■ SCHRIFTLICHE AUFGABE ■
Welche Zeilen der folgenden Einträge enthalten das Wort „target“? Gib jede dieser Zeilen vollständig an und achte dabei auf Groß- und Kleinschreibung.

***

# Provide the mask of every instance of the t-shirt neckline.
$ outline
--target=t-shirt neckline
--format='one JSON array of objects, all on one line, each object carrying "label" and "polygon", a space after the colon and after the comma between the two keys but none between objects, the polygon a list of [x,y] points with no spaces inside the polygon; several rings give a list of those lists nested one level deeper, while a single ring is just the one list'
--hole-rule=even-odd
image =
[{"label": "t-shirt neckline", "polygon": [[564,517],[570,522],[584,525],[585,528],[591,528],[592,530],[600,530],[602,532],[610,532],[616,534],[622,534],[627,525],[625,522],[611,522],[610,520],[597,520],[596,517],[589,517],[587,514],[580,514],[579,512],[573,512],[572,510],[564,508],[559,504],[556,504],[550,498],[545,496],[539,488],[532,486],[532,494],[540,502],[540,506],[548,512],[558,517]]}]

***

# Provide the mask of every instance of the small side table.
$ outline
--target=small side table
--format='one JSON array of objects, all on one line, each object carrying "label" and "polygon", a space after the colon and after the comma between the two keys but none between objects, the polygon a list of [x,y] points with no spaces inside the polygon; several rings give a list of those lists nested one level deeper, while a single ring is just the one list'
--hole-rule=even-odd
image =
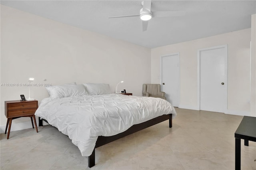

***

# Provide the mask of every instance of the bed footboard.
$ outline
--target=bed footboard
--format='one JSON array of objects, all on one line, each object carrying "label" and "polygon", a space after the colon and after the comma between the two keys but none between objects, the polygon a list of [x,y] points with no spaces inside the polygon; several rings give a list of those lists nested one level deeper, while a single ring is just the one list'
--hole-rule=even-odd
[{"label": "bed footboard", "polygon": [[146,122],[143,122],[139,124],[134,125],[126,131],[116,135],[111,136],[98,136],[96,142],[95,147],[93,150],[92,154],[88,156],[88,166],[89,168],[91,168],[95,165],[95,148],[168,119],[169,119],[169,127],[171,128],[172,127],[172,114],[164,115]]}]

***

■ LÖSUNG DER AUFGABE ■
--target=t-shirt neckline
--target=small side table
--target=bed footboard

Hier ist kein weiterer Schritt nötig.